* Énoncé du problème:
Répondez aux questions suivantes d'après le texte présenté.
(a) En quelle année se déroule le roman ?
(b) Dans quelle ville se trouvent les documents en langue d'oc dont Alan apprend l'existence ?
(c) À quelle époque le mouvement du Félibrige s'est-il tourné vers la collecte et la transmission de la culture et de la langue ?

Certains écrivains prennent le risque d’écrire en gascon, en sachant que le nombre de lecteurs potentiels est faible. Quelle flamme motive ces écrivains ? À quoi ressemble la littérature gasconne actuelle ? Nous vous proposons d’explorer quelques romans des dernières décennies. Aujourd’hui, Arantxa d’Eric Gonzalès.
Arantxa, l’histoire
Plantons le cadre du roman. Nous sommes en 1986. Un jeune étudiant, Alan, licencié en occitan, apprend par un copain l’existence de documents écrits dans la langue d’oc à Vitoria-Gasteiz, au pays basque espagnol. Une occasion pour l’étudiant de s’offrir une année de quasi-vacances au frais d’Erasmus ! Un coup de fil au professeur de l’Université et le coup est monté.
N’ayant aucune envie de s’intéresser au vieux papier, il se trouve une colocation, et il part à la découverte de la question basque. Durant toute l’année scolaire, Alan approfondira le sujet. Et, au détour d’un escalier d’université, Alan rencontre une jeune fille dont il tombe profondément amoureux, Arantxa. Une jeune fille très engagée dans la lutte basque.
Du folklorisme à l’actualité
Un premier point à remarquer dans Arantxa est le thème même choisi par l’auteur. Car c’est probablement la marque du nouveau roman gascon. En effet, fin XIXe siècle, le mouvement du Félibrige a été essentiellement tourné vers la collecte et la transmission de la culture et de la langue. Les écrivains d’alors ont impulsé une renaissance romantique et naturaliste de la littérature en langue d’oc, que ce soit Frédéric Mistral en Provence, Miquèu de Camelat en Gascogne et bien d’autres.

(Entrées d'un jeu de données)
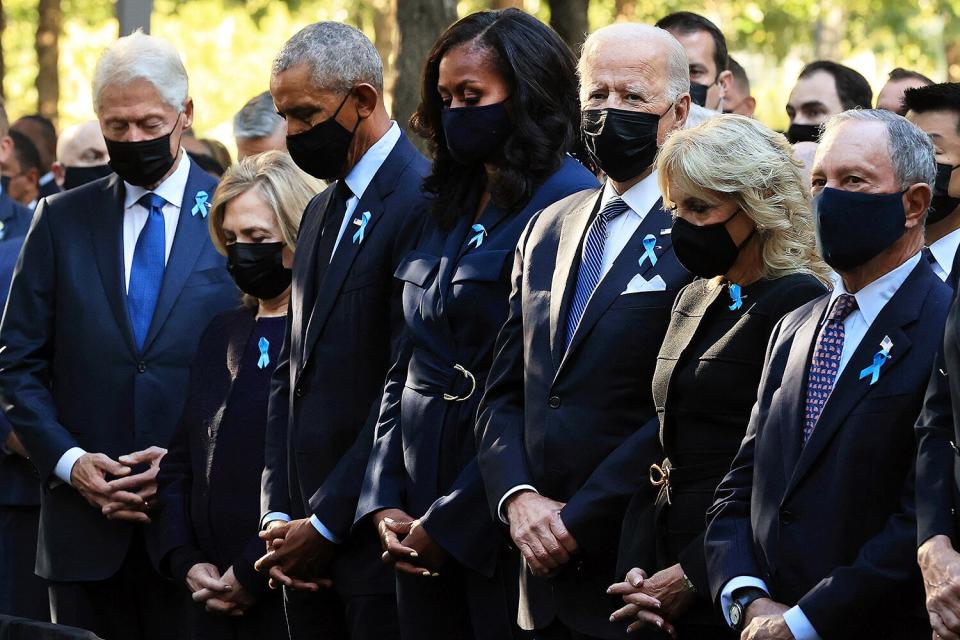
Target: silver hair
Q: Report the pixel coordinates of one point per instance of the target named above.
(340, 56)
(911, 151)
(142, 57)
(257, 119)
(678, 69)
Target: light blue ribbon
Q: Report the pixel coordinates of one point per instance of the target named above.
(362, 221)
(477, 239)
(873, 370)
(264, 360)
(649, 242)
(201, 205)
(736, 296)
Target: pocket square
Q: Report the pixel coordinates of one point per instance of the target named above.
(640, 285)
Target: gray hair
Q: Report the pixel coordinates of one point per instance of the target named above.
(678, 69)
(911, 152)
(340, 56)
(142, 57)
(257, 119)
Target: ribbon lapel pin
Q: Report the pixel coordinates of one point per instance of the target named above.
(361, 222)
(477, 239)
(879, 359)
(201, 205)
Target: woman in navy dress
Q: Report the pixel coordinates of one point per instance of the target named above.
(500, 111)
(206, 529)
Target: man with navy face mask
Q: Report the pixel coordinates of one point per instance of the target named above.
(830, 449)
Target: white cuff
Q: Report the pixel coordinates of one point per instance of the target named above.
(516, 489)
(322, 530)
(800, 625)
(726, 594)
(65, 465)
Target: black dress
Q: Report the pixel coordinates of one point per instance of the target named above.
(209, 482)
(704, 387)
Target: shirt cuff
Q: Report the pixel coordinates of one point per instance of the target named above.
(322, 530)
(726, 594)
(65, 465)
(516, 489)
(800, 625)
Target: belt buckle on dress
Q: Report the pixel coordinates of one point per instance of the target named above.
(473, 385)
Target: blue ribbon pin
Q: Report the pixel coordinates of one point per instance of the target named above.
(477, 240)
(201, 205)
(361, 222)
(649, 242)
(736, 296)
(264, 345)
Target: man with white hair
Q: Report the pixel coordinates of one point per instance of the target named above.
(82, 156)
(568, 416)
(258, 128)
(813, 532)
(115, 283)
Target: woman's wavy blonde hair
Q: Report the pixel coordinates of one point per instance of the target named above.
(739, 158)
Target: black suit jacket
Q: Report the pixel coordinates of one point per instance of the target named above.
(831, 525)
(70, 372)
(569, 422)
(342, 336)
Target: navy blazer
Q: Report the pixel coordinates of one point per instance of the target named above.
(455, 301)
(70, 372)
(830, 525)
(569, 422)
(342, 335)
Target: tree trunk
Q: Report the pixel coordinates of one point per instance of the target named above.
(419, 22)
(569, 19)
(49, 26)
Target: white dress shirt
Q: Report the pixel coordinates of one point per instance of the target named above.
(870, 302)
(134, 219)
(640, 198)
(359, 178)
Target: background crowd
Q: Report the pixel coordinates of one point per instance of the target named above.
(612, 359)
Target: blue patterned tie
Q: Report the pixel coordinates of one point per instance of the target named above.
(826, 361)
(146, 272)
(591, 266)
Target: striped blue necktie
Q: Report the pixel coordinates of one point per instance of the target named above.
(146, 272)
(591, 266)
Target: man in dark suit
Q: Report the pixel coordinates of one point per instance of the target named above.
(343, 327)
(115, 282)
(813, 533)
(594, 279)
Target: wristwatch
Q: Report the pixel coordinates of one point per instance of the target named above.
(743, 598)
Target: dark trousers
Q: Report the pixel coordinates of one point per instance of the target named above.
(133, 604)
(22, 593)
(327, 615)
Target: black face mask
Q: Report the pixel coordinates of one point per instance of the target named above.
(322, 150)
(476, 134)
(74, 177)
(623, 143)
(707, 250)
(258, 269)
(853, 228)
(942, 204)
(803, 133)
(142, 163)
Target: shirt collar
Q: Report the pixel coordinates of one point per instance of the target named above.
(362, 173)
(640, 197)
(170, 189)
(873, 297)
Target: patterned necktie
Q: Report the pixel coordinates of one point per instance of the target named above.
(591, 266)
(146, 272)
(826, 362)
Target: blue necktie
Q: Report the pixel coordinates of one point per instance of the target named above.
(591, 266)
(146, 272)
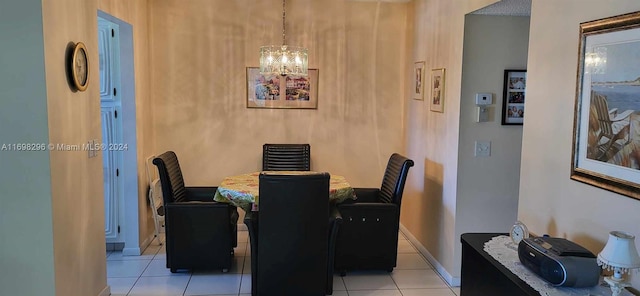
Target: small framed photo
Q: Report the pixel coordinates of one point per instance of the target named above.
(418, 82)
(282, 92)
(513, 96)
(437, 90)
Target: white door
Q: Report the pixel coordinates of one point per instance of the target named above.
(111, 110)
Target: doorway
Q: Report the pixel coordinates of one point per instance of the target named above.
(118, 110)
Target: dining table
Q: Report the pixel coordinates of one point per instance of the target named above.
(243, 190)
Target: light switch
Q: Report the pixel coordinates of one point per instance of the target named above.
(484, 99)
(483, 149)
(482, 114)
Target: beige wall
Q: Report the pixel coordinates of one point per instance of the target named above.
(487, 199)
(199, 54)
(429, 209)
(549, 201)
(76, 180)
(136, 13)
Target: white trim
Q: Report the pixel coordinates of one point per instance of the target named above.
(451, 280)
(106, 291)
(131, 251)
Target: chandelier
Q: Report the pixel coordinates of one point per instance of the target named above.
(283, 59)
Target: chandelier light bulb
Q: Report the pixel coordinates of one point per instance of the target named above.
(283, 59)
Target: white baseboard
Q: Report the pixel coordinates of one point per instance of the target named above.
(451, 280)
(106, 291)
(131, 251)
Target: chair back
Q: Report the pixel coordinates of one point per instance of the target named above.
(286, 157)
(173, 189)
(293, 234)
(394, 178)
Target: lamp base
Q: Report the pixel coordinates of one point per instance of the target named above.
(616, 284)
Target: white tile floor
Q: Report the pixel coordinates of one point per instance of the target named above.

* Résultat final:
(a) En 1986.
(b) À Vitoria-Gasteiz, au pays basque espagnol.
(c) À la fin du XIXe siècle.